All of the data, except its images, should be set down exactly as it appears.

======== DATASET EXCERPTS

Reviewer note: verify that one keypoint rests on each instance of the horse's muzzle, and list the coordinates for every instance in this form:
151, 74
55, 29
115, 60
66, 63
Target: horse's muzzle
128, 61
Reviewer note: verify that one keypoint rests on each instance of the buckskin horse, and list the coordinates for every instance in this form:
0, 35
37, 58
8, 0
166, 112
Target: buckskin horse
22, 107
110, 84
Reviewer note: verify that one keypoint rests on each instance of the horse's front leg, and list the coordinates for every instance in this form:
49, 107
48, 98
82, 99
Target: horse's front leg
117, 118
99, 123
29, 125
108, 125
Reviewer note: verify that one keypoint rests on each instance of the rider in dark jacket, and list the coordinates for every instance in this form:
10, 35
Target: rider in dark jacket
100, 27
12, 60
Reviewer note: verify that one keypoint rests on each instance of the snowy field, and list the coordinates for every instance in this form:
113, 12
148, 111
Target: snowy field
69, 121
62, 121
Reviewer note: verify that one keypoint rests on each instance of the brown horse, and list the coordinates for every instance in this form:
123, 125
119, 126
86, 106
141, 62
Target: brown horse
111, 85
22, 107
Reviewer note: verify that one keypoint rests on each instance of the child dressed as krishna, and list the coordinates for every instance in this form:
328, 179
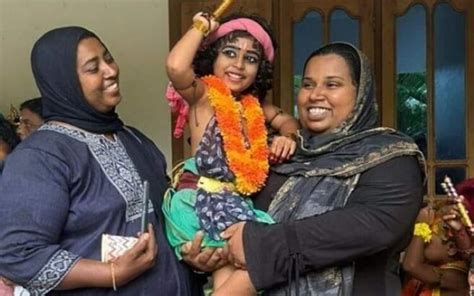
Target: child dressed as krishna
223, 73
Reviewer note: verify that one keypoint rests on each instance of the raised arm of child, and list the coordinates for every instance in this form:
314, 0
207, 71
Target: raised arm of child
284, 144
179, 64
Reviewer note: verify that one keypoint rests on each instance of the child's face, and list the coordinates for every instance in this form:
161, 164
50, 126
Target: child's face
237, 64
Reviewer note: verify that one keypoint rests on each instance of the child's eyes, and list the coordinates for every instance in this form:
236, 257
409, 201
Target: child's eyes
92, 69
307, 85
229, 53
252, 59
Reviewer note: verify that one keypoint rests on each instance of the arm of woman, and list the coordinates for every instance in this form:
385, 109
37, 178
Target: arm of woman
35, 204
179, 64
35, 207
283, 145
379, 213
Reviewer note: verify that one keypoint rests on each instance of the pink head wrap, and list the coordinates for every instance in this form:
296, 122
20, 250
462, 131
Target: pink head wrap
249, 25
177, 104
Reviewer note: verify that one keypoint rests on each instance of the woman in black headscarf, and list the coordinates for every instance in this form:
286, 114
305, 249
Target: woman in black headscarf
347, 201
80, 176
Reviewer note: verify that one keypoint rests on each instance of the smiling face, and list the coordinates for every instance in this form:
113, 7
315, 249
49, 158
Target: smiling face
29, 122
237, 64
327, 95
98, 74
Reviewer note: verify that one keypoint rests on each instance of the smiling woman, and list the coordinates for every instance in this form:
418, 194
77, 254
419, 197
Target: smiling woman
346, 202
79, 176
98, 74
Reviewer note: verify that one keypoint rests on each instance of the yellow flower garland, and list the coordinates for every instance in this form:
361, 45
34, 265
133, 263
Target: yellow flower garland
249, 165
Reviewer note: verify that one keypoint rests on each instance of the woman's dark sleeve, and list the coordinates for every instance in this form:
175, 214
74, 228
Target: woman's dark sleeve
35, 203
378, 214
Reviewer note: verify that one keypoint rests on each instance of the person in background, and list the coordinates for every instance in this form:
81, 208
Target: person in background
8, 138
31, 117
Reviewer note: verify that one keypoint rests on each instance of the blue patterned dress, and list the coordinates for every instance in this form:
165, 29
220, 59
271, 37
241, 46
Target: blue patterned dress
189, 210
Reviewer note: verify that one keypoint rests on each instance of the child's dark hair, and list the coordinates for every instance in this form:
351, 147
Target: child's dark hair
7, 133
34, 105
204, 61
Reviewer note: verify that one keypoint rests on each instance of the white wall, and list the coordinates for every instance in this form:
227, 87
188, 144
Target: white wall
135, 31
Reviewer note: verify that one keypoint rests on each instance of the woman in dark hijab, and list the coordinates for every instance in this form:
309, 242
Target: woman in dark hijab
79, 176
347, 201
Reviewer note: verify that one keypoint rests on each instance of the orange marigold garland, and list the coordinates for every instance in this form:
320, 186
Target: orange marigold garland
249, 165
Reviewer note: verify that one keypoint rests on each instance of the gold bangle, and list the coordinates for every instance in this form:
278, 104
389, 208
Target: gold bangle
423, 230
112, 270
201, 27
292, 136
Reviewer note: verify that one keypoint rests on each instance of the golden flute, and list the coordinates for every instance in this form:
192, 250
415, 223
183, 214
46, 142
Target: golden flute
451, 191
222, 8
216, 14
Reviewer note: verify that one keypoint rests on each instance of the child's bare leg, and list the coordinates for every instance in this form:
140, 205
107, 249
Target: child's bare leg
221, 275
238, 284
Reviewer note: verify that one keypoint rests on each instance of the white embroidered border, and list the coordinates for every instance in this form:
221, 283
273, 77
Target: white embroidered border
52, 273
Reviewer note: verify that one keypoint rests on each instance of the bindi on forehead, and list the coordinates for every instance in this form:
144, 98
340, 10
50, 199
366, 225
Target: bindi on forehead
245, 43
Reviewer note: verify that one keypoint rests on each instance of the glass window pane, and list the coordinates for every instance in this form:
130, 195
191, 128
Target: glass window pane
457, 174
307, 37
449, 83
343, 28
411, 75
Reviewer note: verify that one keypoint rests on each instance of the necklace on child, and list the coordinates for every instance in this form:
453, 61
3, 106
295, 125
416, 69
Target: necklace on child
247, 156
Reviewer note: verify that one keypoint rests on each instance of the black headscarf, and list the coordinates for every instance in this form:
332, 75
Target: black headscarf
357, 144
54, 61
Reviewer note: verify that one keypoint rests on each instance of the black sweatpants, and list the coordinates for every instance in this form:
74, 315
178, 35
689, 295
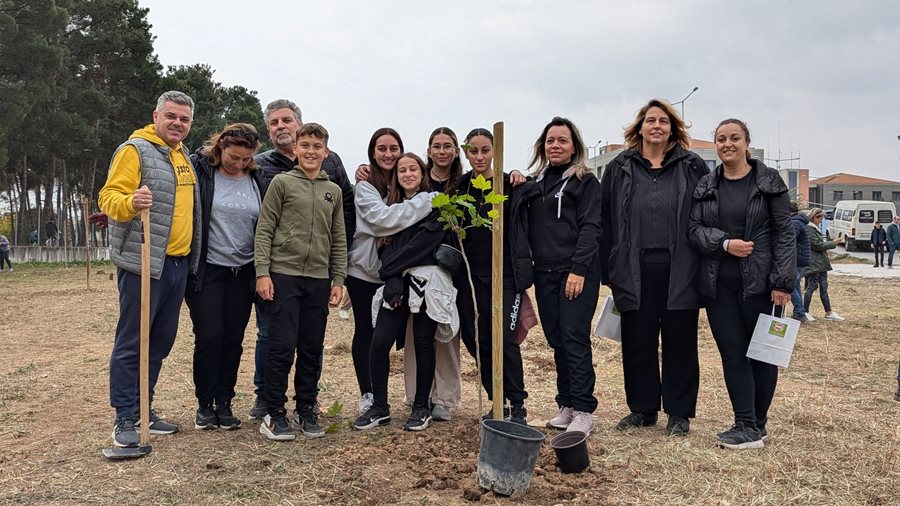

================

EXERCISE SOLUTION —
Reviewer note: verify that one keypoint rests on each instance of the horse's muzzle, and list the coordinates for every instance in this form:
151, 74
55, 29
115, 60
66, 63
Target: horse's muzzle
128, 61
Reviewer note: verify that one keypoint rests on each instance of the buckskin horse, and list the coordinates for every instance in this form:
0, 35
37, 58
8, 0
166, 112
Target: buckskin horse
22, 107
110, 84
Reviewer note: verify that one keypoint rests on each instance of the horse's front leg, and list the coordinates for every instance in this form:
49, 107
48, 98
82, 99
Target: horse's front leg
117, 118
99, 123
29, 125
108, 125
Reviewer note: verify that one keypoint rests on each instance of the rider in dark jacket, and list the coordinates for every instance in this form:
10, 35
Target: rider in dark jacket
100, 27
12, 60
Reviewer note: verify that one keypoint rests on each instance of the snowy field, and list the coordinates for every instance in this form:
113, 12
148, 111
Target: snowy field
69, 121
62, 121
Reviewer note: verify that one keypoint rests on each instance of the brown horse, and list the coordinates for every instance in this form:
123, 125
119, 126
86, 106
141, 62
Target: brown horse
111, 85
22, 107
Reviewer note: verify that one keypoint rests on each instance of the child dressed as krishna, and list the coordinates for every instance in this form:
328, 179
Target: child dressed as krishna
223, 73
Reviewer note: verify that one keypoint rests on each instance of the raised arm of child, and list the coordinates for every instance in this form:
314, 0
207, 71
Target: raised arm of child
284, 144
179, 64
Reviewer note: verify that one keypoint rests on each instance of the child's face, and list the coordinates for every instance in this form:
161, 164
50, 126
Target: child's face
237, 64
Reviewer note: verify that one keypoint rests on each instance of the child's eyes, and list the coordinates for every instance in this form:
236, 257
409, 201
Target: child's eyes
92, 69
307, 85
229, 53
252, 59
Reviewer note: verify that one keypoint rests on each instance of the arm of woman, and list the coordinates for every instance in this form:
385, 109
37, 178
Target: arm of woman
35, 204
179, 64
35, 207
283, 145
379, 213
Reviewer note: verify that one keypoint rests on each instance of the pink head wrap, and list the coordinates for every instance in this form:
296, 122
20, 250
462, 131
Target: pink head wrap
249, 25
177, 104
Reviewer note: verify that one keypoint rests on each instance of the woman in black headscarf, and list the coordinates for every instance in this form:
286, 114
305, 249
Target: woman in black headscarf
347, 201
80, 176
Reviewer note: verify that one keypoint rests on each instance of the smiling face, and list the coordinates for every instance in this form:
113, 7
315, 249
49, 158
Target: smiling face
29, 122
237, 64
327, 95
98, 74
Reviewer note: verify that one keypoint rests on each instance of the smiling woman, and list the coordinates for every instance in this form:
418, 194
77, 254
419, 197
Target: smiling woman
346, 202
79, 176
98, 74
Reviewer note: verify that one keypoint rests on each instance of the yellow flower garland, and list the coordinates for every instance in this form:
361, 45
34, 265
133, 263
Target: yellow flower garland
249, 165
Reviewer note: verify that one keypoint rests on each instance of the woman's dark sleeve, and list the coordinates for every instance in this form:
175, 214
74, 228
Target: woman's dark sleeve
35, 203
378, 214
Reviewer note: verify that one keypoint rests on each instance of the person in background, and list the coordinates for every instance in this form:
81, 208
Target: person in background
8, 138
31, 117
Reviewer note: verify that one keypoint rests on each instance of the blue patterned dress, and list the coordinates for every instance in this form:
165, 29
220, 59
271, 37
241, 46
Target: blue patterned dress
189, 210
Reviewer note: verify that one keypoint rests on each instance of the child's dark hair, and list the coordinates for every instance in this form:
351, 147
Target: child's dark hair
7, 133
34, 105
204, 61
Reviewer note: verify that one keypoint rests on each instance of the white wall, and list the coordinates for every instance in this form:
227, 87
188, 144
Target: white wall
135, 31
Reviewer note: verify that one keypoint rests on each instance of the woman in dark hijab, and list the coordinates for every instance in this form:
309, 242
Target: woman in dark hijab
79, 176
347, 201
Reviewer note: verify that one keypoint rests on each instance of the orange marigold garland, and list the coordinates for every instance in this form:
320, 186
Target: orange marigold garland
249, 165
Reviewer note: verify that one keypoint rests on each instance of the gold bangle, and list the coordinates for every instance in this form:
278, 104
389, 208
Target: gold bangle
423, 230
112, 270
201, 27
292, 136
Reviewer note: verify that one keypoint rests on each instance of the golden flute, and list the coordinates for every instance in this form:
192, 250
415, 223
183, 214
46, 142
Target: golden flute
451, 191
222, 8
216, 14
Reviewer note: verify that one keypoint rests on each instance of the child's bare leg, and list the coordinates for every instance in this form:
140, 205
107, 249
Target: child's bare leg
221, 275
238, 284
Reviewer note: verify that one keypoint rests on each instance of the white embroidered border, and list the coordinates for every instance in this form:
221, 283
273, 77
Target: white embroidered border
52, 273
Reviewer note: verify that one keypoint rests on each instance of the bindi on forehead, and list the coordinates for every instance in this form:
144, 98
340, 10
50, 199
366, 225
Target: bindi on forehead
245, 43
Reviewer note: verify that one keypoint rests on each instance of the glass window pane, and list the coordinates for every instance in this form:
130, 195
191, 128
Target: glass window pane
457, 174
307, 37
449, 83
343, 28
411, 75
Reviewer note: verify that one keypoint rests on each instance of the necklace on child, and list the coordinates for every instance in this form:
453, 61
3, 106
295, 125
416, 69
Target: necklace on child
247, 156
Reviewer note: verify that one keypoint rests on each instance of the black headscarf, and list the coordinates for every instance in this form:
332, 75
Target: black headscarf
357, 144
54, 61
Reviewer note: verify that one keypoint rests on each instance of the black sweatpants, and list the coordinates for every instance in this form:
74, 315
178, 35
689, 295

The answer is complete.